■ EXERCISE OBJECTIVE:
Every line below needs to be returned exactly as written.

(Records contained in a dataset)
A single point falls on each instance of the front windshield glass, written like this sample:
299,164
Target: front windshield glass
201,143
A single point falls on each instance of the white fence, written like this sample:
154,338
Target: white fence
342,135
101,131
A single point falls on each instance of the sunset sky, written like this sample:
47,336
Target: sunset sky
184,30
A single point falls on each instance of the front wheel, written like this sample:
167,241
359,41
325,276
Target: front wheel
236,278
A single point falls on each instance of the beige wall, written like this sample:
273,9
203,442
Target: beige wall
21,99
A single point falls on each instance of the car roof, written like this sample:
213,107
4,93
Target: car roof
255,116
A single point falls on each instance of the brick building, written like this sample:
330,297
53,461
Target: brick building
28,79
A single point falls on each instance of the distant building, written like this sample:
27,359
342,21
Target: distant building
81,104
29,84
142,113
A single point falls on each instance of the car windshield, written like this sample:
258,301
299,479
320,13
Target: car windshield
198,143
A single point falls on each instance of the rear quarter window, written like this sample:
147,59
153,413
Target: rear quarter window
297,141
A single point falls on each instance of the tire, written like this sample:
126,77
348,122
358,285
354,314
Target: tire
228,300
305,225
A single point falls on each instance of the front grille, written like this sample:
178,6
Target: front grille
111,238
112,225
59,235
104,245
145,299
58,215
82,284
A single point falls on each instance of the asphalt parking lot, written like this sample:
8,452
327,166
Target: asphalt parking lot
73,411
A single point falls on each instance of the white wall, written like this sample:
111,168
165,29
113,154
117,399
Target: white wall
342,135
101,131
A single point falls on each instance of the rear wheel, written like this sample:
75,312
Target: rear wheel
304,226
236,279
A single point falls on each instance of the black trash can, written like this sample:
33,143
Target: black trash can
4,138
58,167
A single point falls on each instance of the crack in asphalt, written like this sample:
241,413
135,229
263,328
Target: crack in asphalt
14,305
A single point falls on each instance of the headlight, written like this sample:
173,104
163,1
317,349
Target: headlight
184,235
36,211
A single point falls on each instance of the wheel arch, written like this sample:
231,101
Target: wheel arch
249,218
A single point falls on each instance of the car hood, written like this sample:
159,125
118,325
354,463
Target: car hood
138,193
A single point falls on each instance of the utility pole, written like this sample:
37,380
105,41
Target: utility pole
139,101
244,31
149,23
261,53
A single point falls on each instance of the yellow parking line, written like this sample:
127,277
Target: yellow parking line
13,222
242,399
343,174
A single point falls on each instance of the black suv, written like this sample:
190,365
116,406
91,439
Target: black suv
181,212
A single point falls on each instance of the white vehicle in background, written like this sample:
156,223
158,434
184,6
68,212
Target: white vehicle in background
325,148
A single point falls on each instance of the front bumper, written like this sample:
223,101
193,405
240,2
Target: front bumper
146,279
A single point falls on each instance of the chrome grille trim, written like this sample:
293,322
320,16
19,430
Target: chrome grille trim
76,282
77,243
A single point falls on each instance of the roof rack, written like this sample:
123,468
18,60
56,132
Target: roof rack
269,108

■ SOLUTION BELOW:
A single point falls on each instance of the front windshield glass, written like this sample:
299,164
Target: front windshield glass
201,143
A single point falls on each instance of the white fence, written like this sample:
154,338
Target: white fence
342,135
101,131
A single point falls on each instance of the sunset sky, written like this sample:
47,336
Target: sunset sky
184,30
A single point falls on each instance of the front wheel, written like this sample:
167,241
359,41
325,276
Target: front wheel
236,278
A single point falls on each instance of the beige wall, written like this sample:
273,9
203,442
Target: beige wall
21,99
A single point falls on each instance of the car roof, written like this sample:
213,107
4,93
Target: car roof
255,116
A single point falls on each instance of the brick building, written like this sample:
330,297
53,461
Target: brick building
28,79
A single point falls on each instance of the distant building, written like this sample:
27,359
342,21
Target: distant building
81,104
29,84
142,113
A single point falls on each instance of the car windshield, written like this sample:
258,301
299,479
320,13
Target: car windshield
198,143
A single point falls on each instance of the rear quarter window, written like this sample:
147,59
153,413
Target: rear quarter window
297,141
A single point falls on each instance of the tire, written like this sample:
126,77
348,122
358,285
354,314
Target: tire
228,300
305,225
A single point falls on each instance of the front grille, written like this sample:
178,6
Target: front grille
111,238
112,225
59,235
104,245
145,299
58,215
82,284
A single point falls on each instance of the asphalt parking lot, written like this sample:
8,452
327,166
Target: asphalt parking lot
73,411
A single point falls on each instance of the white wall, written like this sample:
111,168
165,29
113,154
117,399
Target: white wall
342,135
101,131
A single point falls on each instance of the rear wheel, written like this sample:
75,312
Target: rear wheel
304,226
236,279
A single point falls on each instance of the black trash can, written like this sample:
33,143
Target: black trash can
4,138
58,167
A single point falls on each instance of the crack in asphalt, written like this sample:
241,413
135,229
263,328
Target: crack in asphalt
14,305
A single point falls on each instance of the headlight, written like this sample:
173,104
163,1
317,349
Target: headlight
184,235
36,211
A single point falls on each instance of the wheel arch, written like this sample:
231,101
Target: wheel arch
249,218
A single point falls on each instance of the car hood, written like this sample:
159,125
118,325
354,463
Target: car hood
138,193
A single point falls on each instance of the utility pole, written like this sample:
37,380
105,41
Target: utility pole
139,101
244,31
149,23
261,53
A single point falls on each instance of the yellow parking line, written like this sample:
127,277
Target: yellow parking line
13,222
242,399
343,174
A single point falls on each instance of the black suv, written like this sample:
190,365
116,406
91,439
Target: black suv
181,212
A single point falls on each instance of the white vehicle in background, written like this sample:
156,223
158,434
184,6
68,212
Target: white vehicle in background
325,148
A single point falls on each instance of the front bumper, written like this sample:
223,101
193,405
240,2
Target: front bumper
146,279
A single point falls on each instance of the chrome grille trim, written like this sample:
293,322
320,16
19,430
Target: chrome grille trim
76,282
77,243
A single point falls on each instance of the roof rack, written like this sample:
123,468
18,60
56,132
Target: roof rack
269,108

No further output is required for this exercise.